### ACTIVITY
Could you please return each line of the data that has the word "Target"?

_ _ _ _

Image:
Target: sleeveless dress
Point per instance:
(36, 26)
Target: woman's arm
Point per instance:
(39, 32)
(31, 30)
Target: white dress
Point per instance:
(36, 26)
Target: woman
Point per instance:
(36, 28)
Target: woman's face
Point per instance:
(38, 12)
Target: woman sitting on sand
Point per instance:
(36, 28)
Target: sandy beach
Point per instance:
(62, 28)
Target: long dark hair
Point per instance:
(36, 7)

_ _ _ _

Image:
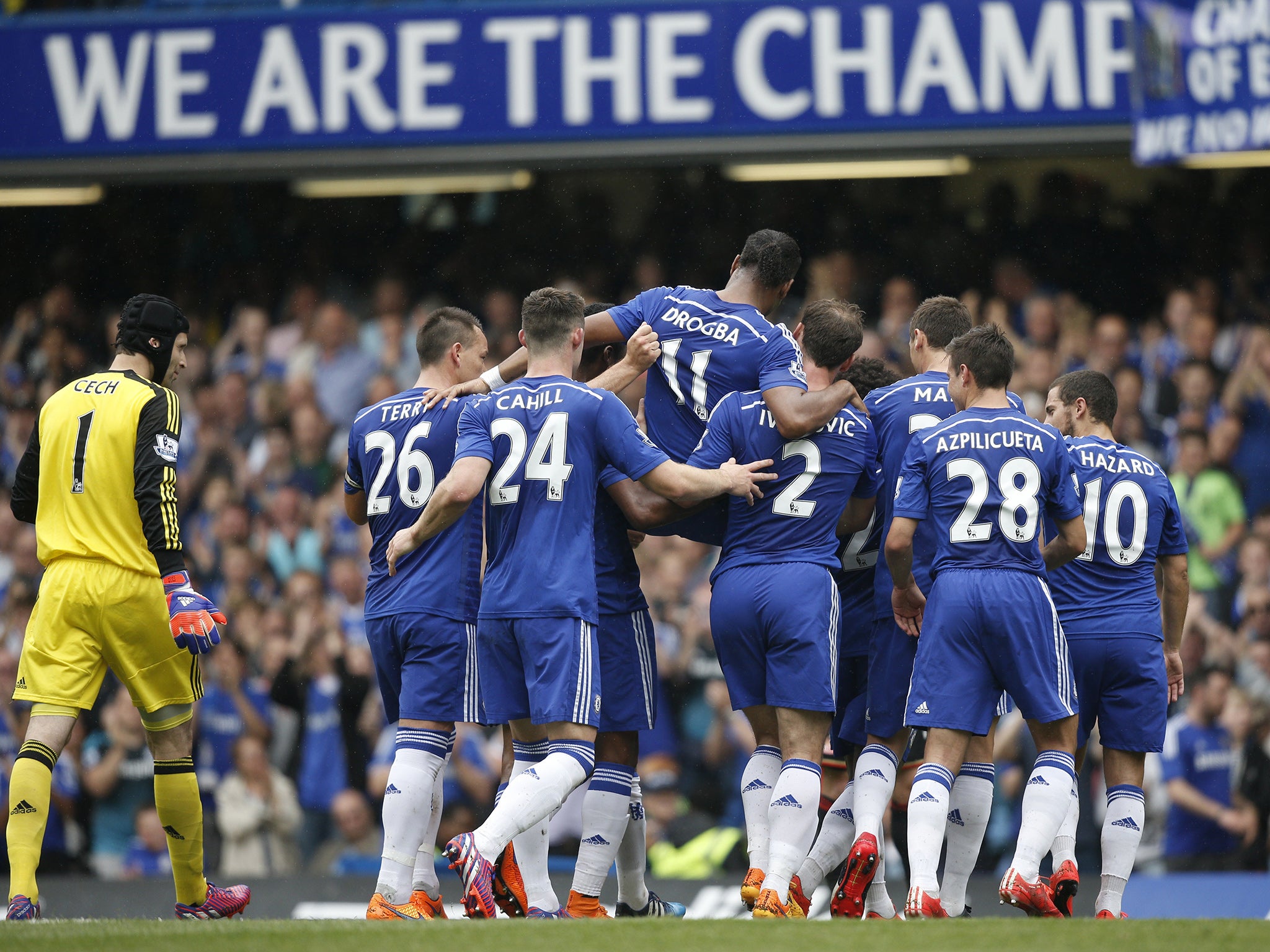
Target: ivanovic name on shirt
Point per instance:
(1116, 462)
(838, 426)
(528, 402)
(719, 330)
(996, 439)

_ _ _ _

### YOUR SOLUTION
Target: sleeveless dress
Target: woman's arm
Target: white dress
Target: woman
Target: woman's face
Target: woman sitting on sand
Target: sandy beach
Target: long dark hair
Target: ivanovic name on shirt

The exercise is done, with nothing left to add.